Reproduce every one of the items below word for word, leaving the pictures out of your answer.

☆ ☆ ☆ ☆ ☆ ☆ ☆

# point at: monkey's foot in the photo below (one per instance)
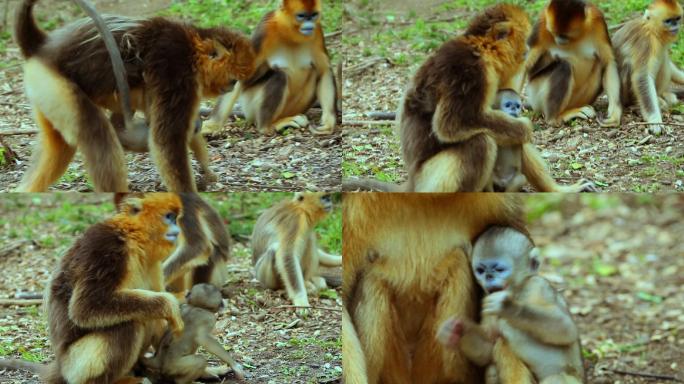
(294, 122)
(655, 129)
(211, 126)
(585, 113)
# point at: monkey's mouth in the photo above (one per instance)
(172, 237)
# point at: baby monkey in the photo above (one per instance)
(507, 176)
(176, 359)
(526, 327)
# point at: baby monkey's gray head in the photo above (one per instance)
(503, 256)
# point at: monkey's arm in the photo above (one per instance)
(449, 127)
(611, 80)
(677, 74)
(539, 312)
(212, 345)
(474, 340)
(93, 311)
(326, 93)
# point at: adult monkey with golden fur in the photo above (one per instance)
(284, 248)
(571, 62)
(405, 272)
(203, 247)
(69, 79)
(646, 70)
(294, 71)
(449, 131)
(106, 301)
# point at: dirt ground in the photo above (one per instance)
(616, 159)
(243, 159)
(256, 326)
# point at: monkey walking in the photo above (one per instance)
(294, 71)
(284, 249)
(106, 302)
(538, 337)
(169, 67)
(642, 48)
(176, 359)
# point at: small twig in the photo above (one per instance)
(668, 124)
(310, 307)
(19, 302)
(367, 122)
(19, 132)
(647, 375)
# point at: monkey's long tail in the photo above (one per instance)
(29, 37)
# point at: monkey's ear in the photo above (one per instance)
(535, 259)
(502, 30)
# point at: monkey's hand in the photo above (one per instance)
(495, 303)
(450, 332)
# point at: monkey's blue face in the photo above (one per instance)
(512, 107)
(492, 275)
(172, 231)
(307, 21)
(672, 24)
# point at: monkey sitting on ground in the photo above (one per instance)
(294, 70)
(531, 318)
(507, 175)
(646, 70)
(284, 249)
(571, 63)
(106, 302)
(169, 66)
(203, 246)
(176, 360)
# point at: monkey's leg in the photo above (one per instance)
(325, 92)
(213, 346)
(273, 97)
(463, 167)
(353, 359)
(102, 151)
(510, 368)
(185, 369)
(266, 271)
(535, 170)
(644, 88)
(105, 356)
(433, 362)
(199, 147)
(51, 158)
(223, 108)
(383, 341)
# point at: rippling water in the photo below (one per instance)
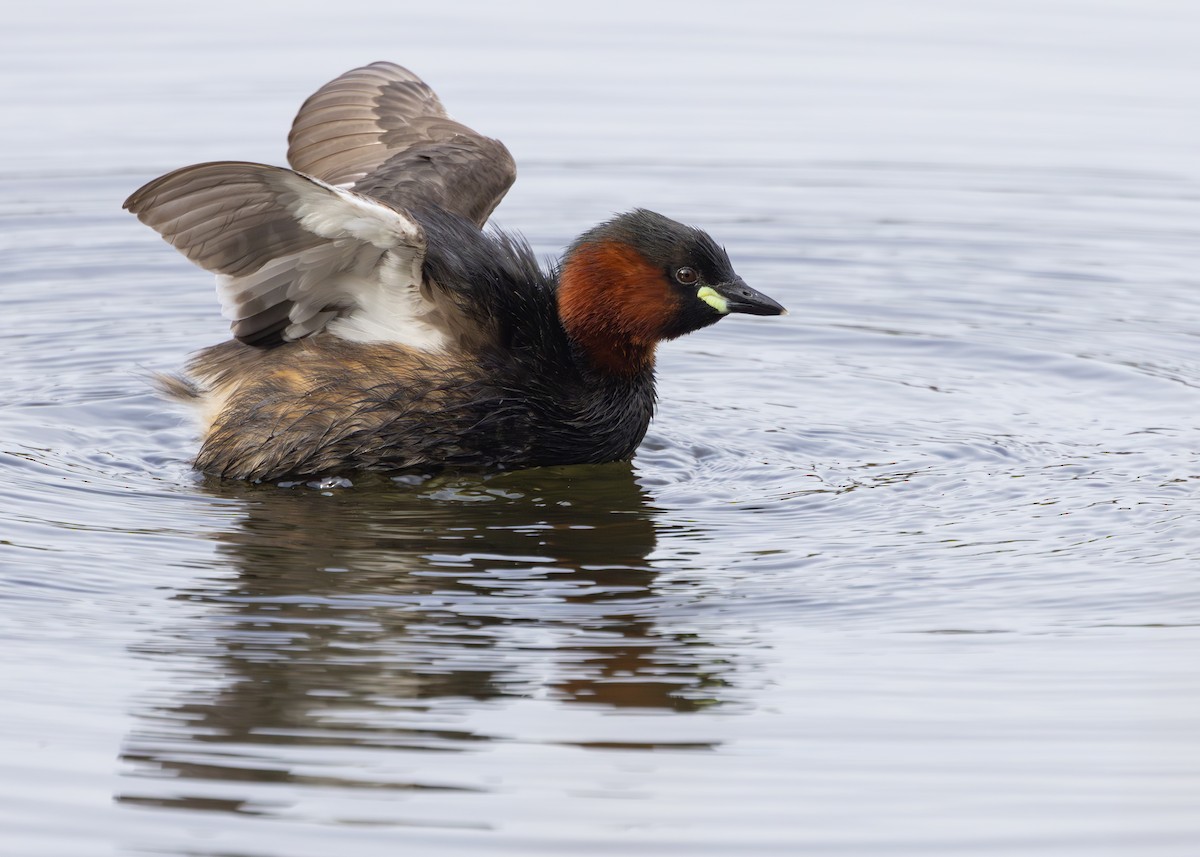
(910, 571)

☆ ☆ ☆ ☆ ☆ ☆ ☆

WRITTEN SOLUTION:
# point at: monkey's foot in the photo below (one per instance)
(294, 122)
(655, 129)
(211, 126)
(585, 113)
# point at: monkey's mouth in the photo above (one per instance)
(172, 237)
# point at: baby monkey in the photo above (one per instance)
(507, 176)
(176, 359)
(526, 327)
# point at: baby monkey's gray head in the photo above (one per instance)
(503, 256)
# point at: monkey's arm in the photo above (one per instance)
(449, 127)
(611, 80)
(677, 74)
(539, 312)
(212, 345)
(474, 340)
(93, 311)
(326, 93)
# point at: adult monkey with golden fur in the photo above (one per instance)
(284, 248)
(571, 62)
(405, 272)
(203, 247)
(69, 79)
(646, 70)
(294, 71)
(449, 131)
(106, 301)
# point at: dirt ground in the photo above (one per instance)
(616, 159)
(243, 159)
(256, 326)
# point at: monkey walking in the photo above (one per instance)
(294, 71)
(284, 249)
(106, 302)
(538, 337)
(169, 67)
(642, 48)
(176, 359)
# point at: small twig in the photo above (one per instance)
(668, 124)
(310, 307)
(19, 302)
(367, 122)
(19, 132)
(647, 375)
# point at: monkey's long tail in the photo above (one per instance)
(29, 37)
# point at: monkey's ear in the photo above (one per instance)
(535, 259)
(502, 30)
# point at: monkey's hand in the photo above (one per instance)
(495, 303)
(450, 332)
# point at: monkey's blue face in the photo above (one per instance)
(512, 107)
(492, 275)
(172, 231)
(307, 21)
(672, 24)
# point at: monkey sitting on ground in the photo above (one per instance)
(294, 70)
(531, 318)
(507, 175)
(646, 70)
(284, 249)
(571, 63)
(106, 302)
(169, 66)
(203, 246)
(176, 360)
# point at: monkey's leg in the photo above (one per instance)
(325, 92)
(213, 346)
(273, 97)
(463, 167)
(353, 359)
(102, 151)
(510, 368)
(185, 369)
(266, 271)
(535, 170)
(644, 88)
(105, 356)
(433, 362)
(199, 147)
(51, 158)
(223, 108)
(383, 341)
# point at: rippling water in the photo below (one per instance)
(910, 571)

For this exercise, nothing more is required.